Could you arrange the lines below as a Markdown table with one row per line, skipping any blank ones? Use a column headed "No." for the row number and a column headed "Line" for the line itself.

## Supplied entries
[BEGIN]

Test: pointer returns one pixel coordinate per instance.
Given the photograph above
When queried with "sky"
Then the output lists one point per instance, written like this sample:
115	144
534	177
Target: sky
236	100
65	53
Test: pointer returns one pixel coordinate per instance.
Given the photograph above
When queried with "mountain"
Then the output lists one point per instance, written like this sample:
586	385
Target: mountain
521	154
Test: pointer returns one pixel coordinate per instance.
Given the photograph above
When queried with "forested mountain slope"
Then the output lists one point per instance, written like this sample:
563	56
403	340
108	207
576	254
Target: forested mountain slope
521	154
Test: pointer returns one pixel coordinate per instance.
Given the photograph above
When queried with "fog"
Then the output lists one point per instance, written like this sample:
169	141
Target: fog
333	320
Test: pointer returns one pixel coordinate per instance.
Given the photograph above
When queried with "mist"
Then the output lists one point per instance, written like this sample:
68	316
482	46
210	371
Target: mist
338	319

[END]

## Response to this exercise
| No. | Line |
|---|---|
| 1 | Test: pointer returns one pixel coordinate per instance. |
| 2 | Given the photograph above |
| 3 | When queried with "sky" |
| 4 | Then the output lists one point per instance, written like this sample: |
| 5 | 115	144 |
| 6 | 534	177 |
| 7 | Target: sky |
| 8 | 236	100 |
| 9 | 65	53 |
| 10 | Test: pointer returns one pixel coordinate per instance. |
| 11 | Given the photograph above |
| 12 | When queried with "mountain" |
| 13 | Then the output lists one point per instance, written like this sample: |
| 14 | 586	385 |
| 15 | Target: mountain |
| 16 | 521	154 |
| 17 | Test: pointer returns one pixel coordinate per instance. |
| 18 | Given the photograph above |
| 19 | When queried with "forested mountain slope" |
| 20 | Then the output lists one point per instance, written like this sample: |
| 21 | 563	56 |
| 22 | 403	340 |
| 23 | 108	207 |
| 24 | 576	254 |
| 25 | Target: forested mountain slope |
| 26 | 521	154 |
| 27 | Test: pointer returns one pixel coordinate per instance. |
| 28 | Given the photograph above |
| 29 | When queried with "fog" |
| 30 | Then the output lists one point per instance, written like this sample: |
| 31 | 169	141 |
| 32 | Target: fog |
| 33 | 333	320 |
| 34 | Test: pointer returns one pixel coordinate per instance. |
| 35 | Given the photograph above |
| 36 | When queried with "mist" |
| 37 | Then the output lists one point per instance, written like this sample: |
| 38 | 68	316 |
| 39 | 482	46 |
| 40 | 210	371 |
| 41 | Target: mist |
| 42 | 338	319 |